**What is needed**
Reproduce the material from its first line through the line containing "positive clicks: (1178, 794) (846, 535)", substituting "coarse mask" for "rough mask" and keeping everything else unchanged.

**Data extract**
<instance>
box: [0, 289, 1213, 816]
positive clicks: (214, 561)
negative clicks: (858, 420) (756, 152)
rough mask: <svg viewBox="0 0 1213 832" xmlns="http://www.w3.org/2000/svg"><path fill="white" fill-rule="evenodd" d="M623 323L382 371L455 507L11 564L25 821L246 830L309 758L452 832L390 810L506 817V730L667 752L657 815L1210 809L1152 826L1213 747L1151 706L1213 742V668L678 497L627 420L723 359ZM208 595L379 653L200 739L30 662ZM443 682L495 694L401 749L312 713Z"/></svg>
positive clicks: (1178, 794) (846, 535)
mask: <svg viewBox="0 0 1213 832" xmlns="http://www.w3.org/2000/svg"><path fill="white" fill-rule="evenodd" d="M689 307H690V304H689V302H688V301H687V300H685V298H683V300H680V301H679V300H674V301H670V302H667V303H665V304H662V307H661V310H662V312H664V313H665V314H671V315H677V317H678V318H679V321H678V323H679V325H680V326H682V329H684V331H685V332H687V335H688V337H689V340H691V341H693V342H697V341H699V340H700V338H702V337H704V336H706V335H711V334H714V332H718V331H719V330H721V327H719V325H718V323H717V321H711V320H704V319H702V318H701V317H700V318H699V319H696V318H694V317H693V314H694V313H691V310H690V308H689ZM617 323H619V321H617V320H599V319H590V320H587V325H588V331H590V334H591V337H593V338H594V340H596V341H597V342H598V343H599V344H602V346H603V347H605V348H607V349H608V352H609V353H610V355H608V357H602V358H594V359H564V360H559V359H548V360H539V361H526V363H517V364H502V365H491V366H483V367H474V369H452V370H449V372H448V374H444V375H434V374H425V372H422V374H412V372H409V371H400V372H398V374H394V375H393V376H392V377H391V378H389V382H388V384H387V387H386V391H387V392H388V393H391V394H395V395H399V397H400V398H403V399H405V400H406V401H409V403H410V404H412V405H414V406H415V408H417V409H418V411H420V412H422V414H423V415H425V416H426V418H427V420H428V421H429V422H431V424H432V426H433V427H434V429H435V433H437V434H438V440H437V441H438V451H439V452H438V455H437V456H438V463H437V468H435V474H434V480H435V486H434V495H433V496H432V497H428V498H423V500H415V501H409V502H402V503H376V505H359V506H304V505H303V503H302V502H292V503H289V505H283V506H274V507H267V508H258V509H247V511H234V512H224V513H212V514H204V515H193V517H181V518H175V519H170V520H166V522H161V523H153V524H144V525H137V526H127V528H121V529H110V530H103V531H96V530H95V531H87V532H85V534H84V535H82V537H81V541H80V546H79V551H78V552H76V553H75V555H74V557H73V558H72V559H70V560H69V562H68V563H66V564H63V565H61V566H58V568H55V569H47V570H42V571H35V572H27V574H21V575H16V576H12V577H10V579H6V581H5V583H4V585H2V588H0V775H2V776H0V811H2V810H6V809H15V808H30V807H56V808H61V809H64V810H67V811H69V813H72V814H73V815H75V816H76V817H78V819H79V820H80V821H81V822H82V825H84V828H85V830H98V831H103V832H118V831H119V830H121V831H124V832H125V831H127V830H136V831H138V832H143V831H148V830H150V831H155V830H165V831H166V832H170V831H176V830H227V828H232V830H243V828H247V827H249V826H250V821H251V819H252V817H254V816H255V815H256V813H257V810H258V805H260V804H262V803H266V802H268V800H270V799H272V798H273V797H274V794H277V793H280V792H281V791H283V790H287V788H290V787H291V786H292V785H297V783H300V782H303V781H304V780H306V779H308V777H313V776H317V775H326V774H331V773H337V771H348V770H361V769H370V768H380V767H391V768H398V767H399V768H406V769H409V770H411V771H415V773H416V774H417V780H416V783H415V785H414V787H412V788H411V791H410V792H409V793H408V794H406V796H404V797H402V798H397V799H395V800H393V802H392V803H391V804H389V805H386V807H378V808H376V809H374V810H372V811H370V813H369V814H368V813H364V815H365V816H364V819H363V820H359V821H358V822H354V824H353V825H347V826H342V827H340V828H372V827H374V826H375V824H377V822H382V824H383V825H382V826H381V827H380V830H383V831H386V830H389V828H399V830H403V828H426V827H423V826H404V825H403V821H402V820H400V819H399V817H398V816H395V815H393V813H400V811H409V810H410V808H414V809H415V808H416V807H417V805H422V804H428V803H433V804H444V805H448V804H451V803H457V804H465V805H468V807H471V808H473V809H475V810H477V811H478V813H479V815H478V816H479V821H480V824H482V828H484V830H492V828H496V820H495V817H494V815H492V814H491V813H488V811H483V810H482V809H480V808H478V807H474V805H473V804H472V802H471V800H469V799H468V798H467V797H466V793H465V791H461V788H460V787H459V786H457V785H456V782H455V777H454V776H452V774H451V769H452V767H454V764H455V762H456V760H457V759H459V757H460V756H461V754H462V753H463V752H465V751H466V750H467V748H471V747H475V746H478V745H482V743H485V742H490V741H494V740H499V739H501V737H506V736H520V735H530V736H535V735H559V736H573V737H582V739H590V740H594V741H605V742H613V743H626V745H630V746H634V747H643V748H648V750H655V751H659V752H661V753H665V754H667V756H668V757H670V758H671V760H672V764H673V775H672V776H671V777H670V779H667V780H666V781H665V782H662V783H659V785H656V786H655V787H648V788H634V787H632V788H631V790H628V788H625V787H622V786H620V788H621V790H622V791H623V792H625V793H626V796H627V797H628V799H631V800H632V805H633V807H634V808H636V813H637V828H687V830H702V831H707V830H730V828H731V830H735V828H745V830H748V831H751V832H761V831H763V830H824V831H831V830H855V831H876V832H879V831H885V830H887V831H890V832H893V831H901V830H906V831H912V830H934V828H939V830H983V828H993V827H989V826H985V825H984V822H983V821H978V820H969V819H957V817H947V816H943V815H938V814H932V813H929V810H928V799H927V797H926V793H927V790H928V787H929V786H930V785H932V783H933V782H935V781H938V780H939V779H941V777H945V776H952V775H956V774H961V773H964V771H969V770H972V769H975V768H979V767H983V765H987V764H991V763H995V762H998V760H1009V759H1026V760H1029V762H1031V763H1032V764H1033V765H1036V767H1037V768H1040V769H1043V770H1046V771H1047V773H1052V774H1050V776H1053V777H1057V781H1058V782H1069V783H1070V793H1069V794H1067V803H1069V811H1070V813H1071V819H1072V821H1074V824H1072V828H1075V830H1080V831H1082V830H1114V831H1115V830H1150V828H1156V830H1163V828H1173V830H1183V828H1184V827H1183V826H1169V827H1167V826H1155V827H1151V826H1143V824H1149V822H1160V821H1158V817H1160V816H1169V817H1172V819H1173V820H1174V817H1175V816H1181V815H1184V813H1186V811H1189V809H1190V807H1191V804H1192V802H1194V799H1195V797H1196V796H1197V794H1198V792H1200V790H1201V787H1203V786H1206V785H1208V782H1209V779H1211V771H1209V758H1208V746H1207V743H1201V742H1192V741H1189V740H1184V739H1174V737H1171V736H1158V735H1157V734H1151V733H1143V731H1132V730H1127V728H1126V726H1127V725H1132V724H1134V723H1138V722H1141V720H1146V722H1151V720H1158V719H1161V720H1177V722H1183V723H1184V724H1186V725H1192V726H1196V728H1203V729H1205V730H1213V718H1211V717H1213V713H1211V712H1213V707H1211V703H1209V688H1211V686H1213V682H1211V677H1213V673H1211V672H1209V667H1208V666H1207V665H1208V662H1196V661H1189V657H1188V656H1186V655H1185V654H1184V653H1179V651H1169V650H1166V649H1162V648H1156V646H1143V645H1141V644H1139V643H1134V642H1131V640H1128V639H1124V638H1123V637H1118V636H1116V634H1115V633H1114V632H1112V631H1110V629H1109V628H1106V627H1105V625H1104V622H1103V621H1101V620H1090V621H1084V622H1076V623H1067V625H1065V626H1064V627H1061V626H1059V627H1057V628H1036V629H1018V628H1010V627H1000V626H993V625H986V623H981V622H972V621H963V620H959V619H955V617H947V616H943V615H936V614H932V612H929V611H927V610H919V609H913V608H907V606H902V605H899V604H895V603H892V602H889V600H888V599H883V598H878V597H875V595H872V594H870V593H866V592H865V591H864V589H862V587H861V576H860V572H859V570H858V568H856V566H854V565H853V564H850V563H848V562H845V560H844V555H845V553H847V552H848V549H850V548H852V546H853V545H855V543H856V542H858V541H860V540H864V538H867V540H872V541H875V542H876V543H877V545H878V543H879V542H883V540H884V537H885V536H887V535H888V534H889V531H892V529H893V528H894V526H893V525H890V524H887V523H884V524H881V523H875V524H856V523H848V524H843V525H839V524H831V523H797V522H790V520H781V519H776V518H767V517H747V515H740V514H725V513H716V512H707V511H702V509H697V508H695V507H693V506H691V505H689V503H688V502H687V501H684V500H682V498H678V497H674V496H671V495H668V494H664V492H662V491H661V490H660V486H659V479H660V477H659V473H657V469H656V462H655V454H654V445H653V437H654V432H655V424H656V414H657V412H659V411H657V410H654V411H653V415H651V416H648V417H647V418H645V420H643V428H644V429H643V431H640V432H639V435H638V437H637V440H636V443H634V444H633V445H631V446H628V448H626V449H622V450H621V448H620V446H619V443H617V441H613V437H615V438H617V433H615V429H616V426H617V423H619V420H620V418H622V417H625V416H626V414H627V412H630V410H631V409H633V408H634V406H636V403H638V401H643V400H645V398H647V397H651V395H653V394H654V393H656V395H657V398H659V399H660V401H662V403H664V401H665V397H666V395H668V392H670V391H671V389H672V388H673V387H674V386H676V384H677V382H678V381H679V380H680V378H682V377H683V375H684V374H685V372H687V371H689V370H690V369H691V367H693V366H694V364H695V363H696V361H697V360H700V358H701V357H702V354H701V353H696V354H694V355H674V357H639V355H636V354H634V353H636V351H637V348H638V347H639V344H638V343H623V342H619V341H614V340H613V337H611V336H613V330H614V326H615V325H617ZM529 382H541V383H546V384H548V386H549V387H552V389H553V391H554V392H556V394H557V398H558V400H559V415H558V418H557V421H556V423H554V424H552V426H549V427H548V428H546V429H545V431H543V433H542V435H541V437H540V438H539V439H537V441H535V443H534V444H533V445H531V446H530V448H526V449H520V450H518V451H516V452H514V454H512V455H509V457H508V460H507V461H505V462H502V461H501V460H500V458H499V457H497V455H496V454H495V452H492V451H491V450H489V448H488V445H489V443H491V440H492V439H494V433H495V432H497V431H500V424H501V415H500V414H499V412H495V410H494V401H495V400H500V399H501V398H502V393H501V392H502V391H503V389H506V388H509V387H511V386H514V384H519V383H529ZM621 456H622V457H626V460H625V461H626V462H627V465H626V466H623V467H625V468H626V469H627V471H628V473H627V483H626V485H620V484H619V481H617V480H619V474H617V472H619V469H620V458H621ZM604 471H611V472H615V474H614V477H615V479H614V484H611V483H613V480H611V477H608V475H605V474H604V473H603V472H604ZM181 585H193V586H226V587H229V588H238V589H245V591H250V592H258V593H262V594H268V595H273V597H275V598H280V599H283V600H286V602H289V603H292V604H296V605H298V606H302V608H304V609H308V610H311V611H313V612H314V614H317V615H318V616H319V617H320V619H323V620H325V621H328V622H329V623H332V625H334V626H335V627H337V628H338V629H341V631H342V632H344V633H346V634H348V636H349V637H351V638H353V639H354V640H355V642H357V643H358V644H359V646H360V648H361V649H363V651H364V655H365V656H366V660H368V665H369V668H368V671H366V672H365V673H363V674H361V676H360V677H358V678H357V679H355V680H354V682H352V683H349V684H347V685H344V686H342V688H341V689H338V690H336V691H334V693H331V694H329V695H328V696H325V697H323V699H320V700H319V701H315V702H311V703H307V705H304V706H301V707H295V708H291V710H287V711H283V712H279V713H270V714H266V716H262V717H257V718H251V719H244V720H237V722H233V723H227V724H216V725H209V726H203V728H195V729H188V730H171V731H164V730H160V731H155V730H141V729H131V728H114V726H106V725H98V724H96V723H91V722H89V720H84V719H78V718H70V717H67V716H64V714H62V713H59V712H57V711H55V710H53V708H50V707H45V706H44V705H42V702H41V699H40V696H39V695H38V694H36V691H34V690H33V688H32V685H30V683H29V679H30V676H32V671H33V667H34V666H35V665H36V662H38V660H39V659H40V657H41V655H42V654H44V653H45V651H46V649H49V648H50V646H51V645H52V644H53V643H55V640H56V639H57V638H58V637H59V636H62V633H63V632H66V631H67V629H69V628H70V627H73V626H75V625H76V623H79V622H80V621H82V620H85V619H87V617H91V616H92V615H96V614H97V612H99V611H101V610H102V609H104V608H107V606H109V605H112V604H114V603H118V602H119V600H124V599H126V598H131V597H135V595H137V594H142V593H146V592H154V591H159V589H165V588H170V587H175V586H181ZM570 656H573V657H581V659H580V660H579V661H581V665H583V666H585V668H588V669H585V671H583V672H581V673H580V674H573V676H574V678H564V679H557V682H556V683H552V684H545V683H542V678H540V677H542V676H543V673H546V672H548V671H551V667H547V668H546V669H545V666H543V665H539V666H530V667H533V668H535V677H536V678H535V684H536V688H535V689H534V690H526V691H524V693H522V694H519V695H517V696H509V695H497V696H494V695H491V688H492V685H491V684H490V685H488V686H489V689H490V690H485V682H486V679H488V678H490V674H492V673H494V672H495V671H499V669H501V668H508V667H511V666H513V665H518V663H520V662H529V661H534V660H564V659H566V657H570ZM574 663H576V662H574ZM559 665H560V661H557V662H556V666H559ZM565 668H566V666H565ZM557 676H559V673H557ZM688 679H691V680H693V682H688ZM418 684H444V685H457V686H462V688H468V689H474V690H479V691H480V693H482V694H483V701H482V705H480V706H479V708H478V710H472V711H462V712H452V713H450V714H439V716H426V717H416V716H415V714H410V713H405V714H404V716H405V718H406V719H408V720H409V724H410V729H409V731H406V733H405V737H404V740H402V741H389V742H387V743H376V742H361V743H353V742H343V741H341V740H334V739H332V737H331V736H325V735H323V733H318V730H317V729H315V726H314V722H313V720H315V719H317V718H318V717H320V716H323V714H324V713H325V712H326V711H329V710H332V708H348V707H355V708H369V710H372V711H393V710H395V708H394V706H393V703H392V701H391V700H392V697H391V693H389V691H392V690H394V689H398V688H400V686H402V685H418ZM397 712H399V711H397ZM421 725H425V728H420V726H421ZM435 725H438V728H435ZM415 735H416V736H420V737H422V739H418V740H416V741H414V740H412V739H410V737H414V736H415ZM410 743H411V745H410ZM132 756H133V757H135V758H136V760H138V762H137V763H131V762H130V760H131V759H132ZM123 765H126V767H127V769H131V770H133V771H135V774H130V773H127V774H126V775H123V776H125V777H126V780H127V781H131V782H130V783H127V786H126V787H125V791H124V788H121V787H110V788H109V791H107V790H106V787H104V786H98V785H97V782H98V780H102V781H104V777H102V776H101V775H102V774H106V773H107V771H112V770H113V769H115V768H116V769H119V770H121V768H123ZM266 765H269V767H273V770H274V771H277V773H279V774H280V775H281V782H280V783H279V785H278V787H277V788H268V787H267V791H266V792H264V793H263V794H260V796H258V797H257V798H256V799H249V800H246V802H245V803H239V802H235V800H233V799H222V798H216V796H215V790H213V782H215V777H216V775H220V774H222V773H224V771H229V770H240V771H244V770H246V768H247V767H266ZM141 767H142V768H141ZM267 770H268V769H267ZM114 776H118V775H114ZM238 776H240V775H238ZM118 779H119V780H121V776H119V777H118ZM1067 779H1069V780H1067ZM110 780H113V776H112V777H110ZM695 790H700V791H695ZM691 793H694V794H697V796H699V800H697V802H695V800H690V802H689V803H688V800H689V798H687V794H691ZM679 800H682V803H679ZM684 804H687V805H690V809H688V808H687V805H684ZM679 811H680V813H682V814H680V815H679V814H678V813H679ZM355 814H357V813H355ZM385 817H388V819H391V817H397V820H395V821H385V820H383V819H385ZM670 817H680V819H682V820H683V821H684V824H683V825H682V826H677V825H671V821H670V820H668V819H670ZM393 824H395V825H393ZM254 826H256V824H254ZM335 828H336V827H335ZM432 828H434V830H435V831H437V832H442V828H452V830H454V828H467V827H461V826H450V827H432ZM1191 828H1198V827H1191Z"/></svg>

**Result of the task**
<instance>
box: [0, 289, 1213, 816]
positive clicks: (214, 561)
negative clicks: (858, 420) (756, 152)
coarse mask: <svg viewBox="0 0 1213 832" xmlns="http://www.w3.org/2000/svg"><path fill="white" fill-rule="evenodd" d="M623 323L382 371L455 507L11 564L25 821L246 830L309 758L452 832L390 810L506 817V730L667 752L657 815L1210 809L1152 826L1213 747L1151 706L1213 742V668L678 497L627 420L723 359ZM208 595L379 653L200 739L30 662ZM443 682L495 694L401 749L312 713Z"/></svg>
positive clicks: (1178, 794) (846, 535)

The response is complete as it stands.